▶ [Records excerpted from a collection]:

--- START ---

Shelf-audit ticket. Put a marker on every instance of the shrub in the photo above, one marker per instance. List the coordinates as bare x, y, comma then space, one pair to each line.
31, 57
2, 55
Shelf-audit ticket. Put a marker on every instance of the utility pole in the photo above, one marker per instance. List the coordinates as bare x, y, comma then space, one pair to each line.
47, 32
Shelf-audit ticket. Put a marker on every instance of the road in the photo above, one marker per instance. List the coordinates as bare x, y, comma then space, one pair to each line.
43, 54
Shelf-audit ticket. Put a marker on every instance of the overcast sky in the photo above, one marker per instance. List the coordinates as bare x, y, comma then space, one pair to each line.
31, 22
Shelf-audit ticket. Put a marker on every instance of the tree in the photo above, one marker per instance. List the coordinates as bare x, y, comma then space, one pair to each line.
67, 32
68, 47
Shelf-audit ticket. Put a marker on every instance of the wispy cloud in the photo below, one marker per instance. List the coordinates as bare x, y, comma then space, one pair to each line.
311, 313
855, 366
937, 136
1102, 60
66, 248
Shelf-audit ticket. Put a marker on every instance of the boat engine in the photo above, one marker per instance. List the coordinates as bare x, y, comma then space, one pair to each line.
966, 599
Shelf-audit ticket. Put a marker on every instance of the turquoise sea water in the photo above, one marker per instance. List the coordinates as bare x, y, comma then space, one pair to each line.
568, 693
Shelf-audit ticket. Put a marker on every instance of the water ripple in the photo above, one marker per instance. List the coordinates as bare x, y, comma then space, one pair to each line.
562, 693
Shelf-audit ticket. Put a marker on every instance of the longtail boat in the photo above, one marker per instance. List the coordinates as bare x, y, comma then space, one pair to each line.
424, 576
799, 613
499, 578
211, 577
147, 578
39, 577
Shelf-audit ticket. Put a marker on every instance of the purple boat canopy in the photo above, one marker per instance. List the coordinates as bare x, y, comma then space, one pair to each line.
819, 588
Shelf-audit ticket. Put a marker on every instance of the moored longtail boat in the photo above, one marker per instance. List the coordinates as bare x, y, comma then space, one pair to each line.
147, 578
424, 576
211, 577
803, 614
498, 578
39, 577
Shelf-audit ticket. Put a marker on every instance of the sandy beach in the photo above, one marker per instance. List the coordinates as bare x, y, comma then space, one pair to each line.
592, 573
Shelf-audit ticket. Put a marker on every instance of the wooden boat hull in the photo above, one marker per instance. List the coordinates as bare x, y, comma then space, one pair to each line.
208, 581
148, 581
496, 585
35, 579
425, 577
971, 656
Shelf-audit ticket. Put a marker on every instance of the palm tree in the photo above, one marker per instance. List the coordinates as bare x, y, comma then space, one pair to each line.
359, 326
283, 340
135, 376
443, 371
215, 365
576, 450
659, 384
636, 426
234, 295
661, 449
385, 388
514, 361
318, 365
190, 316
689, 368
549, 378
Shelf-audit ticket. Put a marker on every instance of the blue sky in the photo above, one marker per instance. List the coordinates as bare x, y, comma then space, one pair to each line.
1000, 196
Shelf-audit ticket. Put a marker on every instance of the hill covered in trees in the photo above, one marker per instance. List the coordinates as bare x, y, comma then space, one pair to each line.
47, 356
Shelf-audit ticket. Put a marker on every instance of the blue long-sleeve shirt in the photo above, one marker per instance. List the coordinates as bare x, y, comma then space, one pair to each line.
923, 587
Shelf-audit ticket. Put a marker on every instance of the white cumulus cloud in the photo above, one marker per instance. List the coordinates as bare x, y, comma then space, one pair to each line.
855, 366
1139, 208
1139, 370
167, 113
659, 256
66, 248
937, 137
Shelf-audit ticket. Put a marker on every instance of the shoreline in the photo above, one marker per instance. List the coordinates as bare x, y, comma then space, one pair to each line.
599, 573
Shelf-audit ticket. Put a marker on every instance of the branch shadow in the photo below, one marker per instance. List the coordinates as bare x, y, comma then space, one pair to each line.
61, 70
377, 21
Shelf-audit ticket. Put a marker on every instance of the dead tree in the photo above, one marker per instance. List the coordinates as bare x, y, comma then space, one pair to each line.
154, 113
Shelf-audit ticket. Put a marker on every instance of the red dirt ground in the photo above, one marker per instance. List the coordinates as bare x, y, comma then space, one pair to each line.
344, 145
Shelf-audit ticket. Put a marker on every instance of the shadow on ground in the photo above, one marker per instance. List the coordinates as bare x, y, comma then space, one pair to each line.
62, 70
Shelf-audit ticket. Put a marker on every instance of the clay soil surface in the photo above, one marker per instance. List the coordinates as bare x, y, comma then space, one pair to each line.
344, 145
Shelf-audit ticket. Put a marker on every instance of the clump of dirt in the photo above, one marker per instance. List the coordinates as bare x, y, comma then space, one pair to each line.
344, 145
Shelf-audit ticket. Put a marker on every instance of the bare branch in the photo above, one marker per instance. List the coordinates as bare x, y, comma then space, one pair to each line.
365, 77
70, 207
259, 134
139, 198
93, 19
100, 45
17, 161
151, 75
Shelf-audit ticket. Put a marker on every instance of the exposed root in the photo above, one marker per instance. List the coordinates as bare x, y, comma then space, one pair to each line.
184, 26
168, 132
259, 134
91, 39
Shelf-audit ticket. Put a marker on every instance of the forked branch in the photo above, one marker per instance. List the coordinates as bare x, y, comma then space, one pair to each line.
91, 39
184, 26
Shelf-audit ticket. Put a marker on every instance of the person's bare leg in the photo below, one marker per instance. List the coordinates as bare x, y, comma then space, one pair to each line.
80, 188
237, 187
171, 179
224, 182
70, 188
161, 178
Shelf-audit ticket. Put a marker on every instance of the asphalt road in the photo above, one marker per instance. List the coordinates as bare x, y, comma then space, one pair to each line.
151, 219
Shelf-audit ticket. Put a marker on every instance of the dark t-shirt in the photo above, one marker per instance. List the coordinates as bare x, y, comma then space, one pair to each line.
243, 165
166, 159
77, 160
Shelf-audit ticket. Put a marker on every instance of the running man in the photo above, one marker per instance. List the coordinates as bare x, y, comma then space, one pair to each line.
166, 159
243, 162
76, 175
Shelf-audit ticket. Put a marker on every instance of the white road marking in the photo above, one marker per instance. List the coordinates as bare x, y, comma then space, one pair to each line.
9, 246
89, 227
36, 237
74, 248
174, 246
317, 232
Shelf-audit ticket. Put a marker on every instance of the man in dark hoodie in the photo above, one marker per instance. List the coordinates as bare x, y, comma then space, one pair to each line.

--- END ---

Look above for the line that holds "Shelf-audit ticket. Put a marker on every instance of the forked", then copy it and each line after it exactly, through the last line of the data.

Shelf-audit ticket. Put a marker on every instance of the forked branch in the photo above, one marker per instance. List the coordinates as bare x, y, comma then space, one pair to each line.
91, 39
184, 26
Shelf-audit ticket. Put a marker on every instance of the person's bare leg in the photo below, one marker per instance. List the coordinates as bare x, y, comma then space, one pair to each line.
80, 188
237, 187
171, 179
224, 182
70, 188
161, 178
Shelf-audit ticket. Put a marker on every instance of the asphalt road in the photo above, one marker per instance. List the coordinates as bare x, y, comma then space, one pair to each line.
151, 219
Shelf-audit ticket. Put a marker on every instance of the dark t-shirt in the photo above, one marker per instance. List the coordinates as bare x, y, comma then space, one pair to each line.
243, 165
166, 159
77, 160
Shelf-audit ticket. Put a marker on every instance of the running man in the photo above, one marker per instance. List the coordinates as bare x, y, comma then space, one pair to each line.
166, 159
243, 162
76, 175
Shelf-audit ticket. Put a marker on every instance of the white road marking in the photo above, one marker per instance. List the coordinates as bare x, y, comma then space, one pair to each line.
9, 246
89, 227
36, 237
74, 248
174, 246
317, 232
Shelf-audit ticket. Put a marker on every instance of the man in dark hoodie in the photo above, one marker per instance. List the coordinates as bare x, y, comma then space, one pair to each line.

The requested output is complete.